Consignes
1. D'après l'extrait sur l'énergie nucléaire, autour de quoi les associations et partis politiques se réclamant de l'écologie se sont-ils constitués en grande partie ?
2. Reproduisez à l'identique le passage de l'extrait sur l'énergie nucléaire qui va de « Aujourd’hui, face à » jusqu'à « du secteur privé. ».

Extrait du texte

§ §

En outre, l’omniprésence croissante des technologies dans la vie quotidienne a nourri une méfiance généralisée dans l’opinion publique, brouillant la frontière pourtant essentielle entre la solidité des faits scientifiques et la volatilité des opinions personnelles.

L’exemple de l’énergie nucléaire est emblématique. Une industrie fut développée sur une vision stratégique et long terme d’une puissance publique, consciente de son rôle de protection et développement du bien-être de sa population, tel un État souverain. Des évènements catastrophiques et des pollutions soi-disant ingérables sont venus entacher la confiance de la population. Associations et partis politiques se réclamant de l’écologie se sont constitués en grande partie autour d’une opposition à l’énergie nucléaire semant le doute et la peur dans la population. Garde-fous, création de multiples agences de contrôle et de prévention du risque, réglementation à outrances, exigences au-delà de la rationalité ont eu raison d’une filière industrielle, qui permettait pourtant le rayonnement de la France sur la scène internationale et qui proposait en sus, des emplois hautement qualifiés et non délocalisables. D’ailleurs, encore actuellement, sur le site du ministère de la Transition écologique, de la Biodiversité, de la Forêt, de la Mer et de la Pêche est écrit en préambule de la description « des acteurs institutionnels français du nucléaire » [2] : « L’exploitation de l’énergie nucléaire ne peut se faire que dans un cadre juridique spécifique, en raison d’une part des risques ou inconvénients que peuvent présenter les installations nucléaires ».

Aujourd’hui, face à la crise de confiance qui fragilise les responsables politiques — pourtant chargés de planifier le renouveau de l’industrie nucléaire — et une filière dans son ensemble, qu’est-il possible de faire ? Qui possède aujourd’hui la légitimité, la vision et les compétences pour garantir la maîtrise de l’énergie nucléaire sur le long terme ? Devons-nous miser sur le service public, le secteur privé, ou une alliance des deux ? À quelle échelle pertinente agir : celle de notre pays ou celle de l’Europe ? Ces questions, essentielles pour notre souveraineté énergétique et notre avenir, doivent être posées clairement. Il s’agit de déterminer avec discernement la juste frontière entre les décisions relevant de la responsabilité publique et celles pouvant être confiées à l’initiative du secteur privé.

§ §

Bloc de données
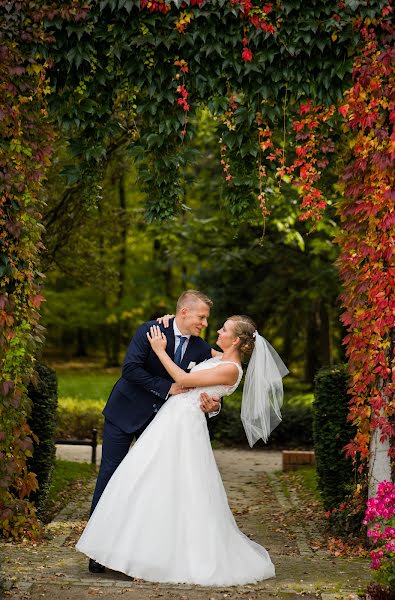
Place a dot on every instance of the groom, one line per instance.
(145, 385)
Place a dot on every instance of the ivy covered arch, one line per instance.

§ §

Résultats attendus
1. Autour d'une opposition à l'énergie nucléaire.

2.
Aujourd’hui, face à la crise de confiance qui fragilise les responsables politiques — pourtant chargés de planifier le renouveau de l’industrie nucléaire — et une filière dans son ensemble, qu’est-il possible de faire ? Qui possède aujourd’hui la légitimité, la vision et les compétences pour garantir la maîtrise de l’énergie nucléaire sur le long terme ? Devons-nous miser sur le service public, le secteur privé, ou une alliance des deux ? À quelle échelle pertinente agir : celle de notre pays ou celle de l’Europe ? Ces questions, essentielles pour notre souveraineté énergétique et notre avenir, doivent être posées clairement. Il s’agit de déterminer avec discernement la juste frontière entre les décisions relevant de la responsabilité publique et celles pouvant être confiées à l’initiative du secteur privé.